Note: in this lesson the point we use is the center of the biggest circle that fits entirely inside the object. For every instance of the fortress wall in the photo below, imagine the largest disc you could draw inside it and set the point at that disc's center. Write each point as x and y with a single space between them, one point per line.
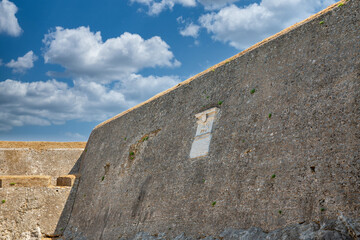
39 158
299 165
31 204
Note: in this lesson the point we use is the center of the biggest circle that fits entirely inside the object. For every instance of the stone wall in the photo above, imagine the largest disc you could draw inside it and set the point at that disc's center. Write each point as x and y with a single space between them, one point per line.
284 145
35 201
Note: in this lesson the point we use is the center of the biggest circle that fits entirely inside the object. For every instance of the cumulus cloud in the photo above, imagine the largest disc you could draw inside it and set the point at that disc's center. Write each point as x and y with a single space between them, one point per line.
191 30
8 22
84 55
23 63
242 27
54 102
156 7
211 4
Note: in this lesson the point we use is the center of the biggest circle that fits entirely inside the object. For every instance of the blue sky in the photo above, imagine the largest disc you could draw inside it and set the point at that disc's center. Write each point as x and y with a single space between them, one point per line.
66 66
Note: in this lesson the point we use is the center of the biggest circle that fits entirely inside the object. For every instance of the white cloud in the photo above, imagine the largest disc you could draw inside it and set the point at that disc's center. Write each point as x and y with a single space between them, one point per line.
217 4
191 30
23 63
8 22
75 136
242 27
156 7
54 102
84 55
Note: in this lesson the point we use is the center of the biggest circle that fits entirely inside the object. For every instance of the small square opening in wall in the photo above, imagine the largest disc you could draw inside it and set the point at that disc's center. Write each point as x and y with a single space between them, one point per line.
205 121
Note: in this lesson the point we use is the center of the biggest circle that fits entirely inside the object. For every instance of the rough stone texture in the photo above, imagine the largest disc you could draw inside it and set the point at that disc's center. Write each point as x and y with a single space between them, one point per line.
24 181
30 213
39 158
299 165
339 229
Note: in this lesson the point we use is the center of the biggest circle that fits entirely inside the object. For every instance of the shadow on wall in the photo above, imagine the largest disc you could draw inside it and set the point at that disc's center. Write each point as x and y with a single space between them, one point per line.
74 183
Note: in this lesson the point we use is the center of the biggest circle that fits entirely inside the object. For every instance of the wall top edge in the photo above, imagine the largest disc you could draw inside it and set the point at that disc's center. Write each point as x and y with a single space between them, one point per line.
41 145
257 45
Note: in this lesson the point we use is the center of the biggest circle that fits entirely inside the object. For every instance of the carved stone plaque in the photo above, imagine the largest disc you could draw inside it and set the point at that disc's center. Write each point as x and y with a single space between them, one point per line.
205 121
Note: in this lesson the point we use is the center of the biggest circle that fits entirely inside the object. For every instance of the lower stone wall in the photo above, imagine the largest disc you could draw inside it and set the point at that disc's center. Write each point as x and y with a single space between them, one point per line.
36 190
267 139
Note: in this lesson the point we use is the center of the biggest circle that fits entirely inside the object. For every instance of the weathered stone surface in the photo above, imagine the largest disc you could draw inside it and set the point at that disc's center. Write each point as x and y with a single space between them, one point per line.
299 165
28 211
30 206
66 181
335 230
24 181
39 158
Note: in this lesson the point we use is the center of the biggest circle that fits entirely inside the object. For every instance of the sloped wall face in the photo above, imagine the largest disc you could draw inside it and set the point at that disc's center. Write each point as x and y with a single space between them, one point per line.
284 145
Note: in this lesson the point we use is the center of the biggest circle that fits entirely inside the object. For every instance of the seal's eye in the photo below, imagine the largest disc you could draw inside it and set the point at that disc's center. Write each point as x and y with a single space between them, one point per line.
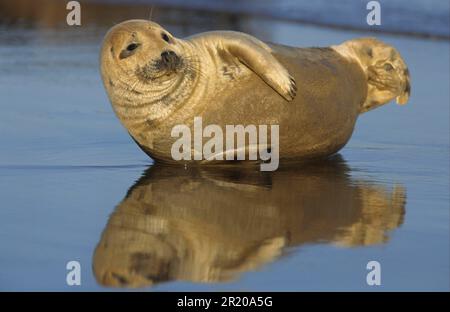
165 37
132 46
388 67
129 50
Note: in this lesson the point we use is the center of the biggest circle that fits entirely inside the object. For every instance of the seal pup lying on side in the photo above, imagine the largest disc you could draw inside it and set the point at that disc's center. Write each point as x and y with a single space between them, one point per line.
156 82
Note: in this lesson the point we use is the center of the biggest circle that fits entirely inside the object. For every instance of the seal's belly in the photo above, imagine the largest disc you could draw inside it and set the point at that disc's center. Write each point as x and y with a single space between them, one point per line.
317 123
321 118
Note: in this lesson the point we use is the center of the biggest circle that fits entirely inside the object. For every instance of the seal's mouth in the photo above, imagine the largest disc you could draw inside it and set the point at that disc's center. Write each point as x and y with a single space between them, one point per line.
169 63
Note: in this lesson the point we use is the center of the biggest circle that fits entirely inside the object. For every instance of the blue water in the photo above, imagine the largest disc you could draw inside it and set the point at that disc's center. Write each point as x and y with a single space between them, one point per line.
66 165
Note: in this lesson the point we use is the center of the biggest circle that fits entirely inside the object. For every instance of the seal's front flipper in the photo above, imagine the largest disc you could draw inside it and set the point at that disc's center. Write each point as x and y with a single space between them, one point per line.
256 55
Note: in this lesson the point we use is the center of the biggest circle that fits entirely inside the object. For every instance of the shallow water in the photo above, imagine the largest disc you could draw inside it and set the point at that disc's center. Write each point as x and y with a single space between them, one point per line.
66 167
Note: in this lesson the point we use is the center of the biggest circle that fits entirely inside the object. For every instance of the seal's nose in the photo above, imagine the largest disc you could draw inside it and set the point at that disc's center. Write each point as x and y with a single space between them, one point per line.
169 57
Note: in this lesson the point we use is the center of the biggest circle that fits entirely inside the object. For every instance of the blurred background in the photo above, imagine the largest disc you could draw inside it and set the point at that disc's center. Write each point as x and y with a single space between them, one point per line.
66 163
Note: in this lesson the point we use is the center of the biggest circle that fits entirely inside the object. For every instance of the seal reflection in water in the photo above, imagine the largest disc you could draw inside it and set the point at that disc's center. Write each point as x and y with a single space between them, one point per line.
210 226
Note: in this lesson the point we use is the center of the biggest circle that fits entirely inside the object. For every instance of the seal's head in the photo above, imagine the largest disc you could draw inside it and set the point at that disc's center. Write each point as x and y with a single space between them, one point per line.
140 50
387 73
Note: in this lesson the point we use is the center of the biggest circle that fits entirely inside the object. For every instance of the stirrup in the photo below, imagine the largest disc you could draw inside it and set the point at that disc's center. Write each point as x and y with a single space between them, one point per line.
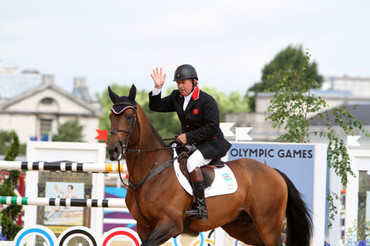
197 213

########

Copy, without the pictures, exactly the lines from the line with "of the shallow" through the end of the material above, both ends included.

Note: in this lesson the point we use is the center of the biggest circle that fits entirely inside the object. For every instance of the shallow water in the photo above, imagine the largest disc you could draw inside it and set the point at that disc's center. Write each point as x and y with a single space between them, one point per line.
66 167
Note: in this lesson the point we use is the center of the biggest circle that fits entirely inside the object. For every instance of the seal's nose in the photo above, imagine the largest disc you could draw inside it and set the point at that disc's center. Write each point as x and y with a single space between them, one point per line.
169 57
Note: in this lesson the point we use is the center of the biggest circle that fits entirely inside the object. For every instance of the blurred background in the photo above, imagine the largest disc you could draw inside it and set the point at that disc's center. Write each point as x and y with a single space between them, one point per line.
66 163
Note: in this lesson the point we use is the center of the biggest circle that fits entirely inside the object. For every instance of the seal reflection in water in the photo above, imagine the largest disc you could draw inside it and set the point at that disc's center. Write each point as x and y with a single space between them, one point per line.
210 226
Note: in this lesson the point we use is the center of the biggest circle that fits entirely inside the object. For every instance of the seal's head in the photo above, imagine the largest disc you could draw inside it and set the point at that disc's center. Write each point as x and y with a single space between them, one point per line.
140 50
387 73
Note: in this lesson the point we use is the center of the biggest circle that fits entirely inside the object. For every instance of the stirrup in the photo below, imagine the largest disc you could draw inside it and set the point at that disc's center. Write each point as x and y with a single space between them, one point per line.
197 213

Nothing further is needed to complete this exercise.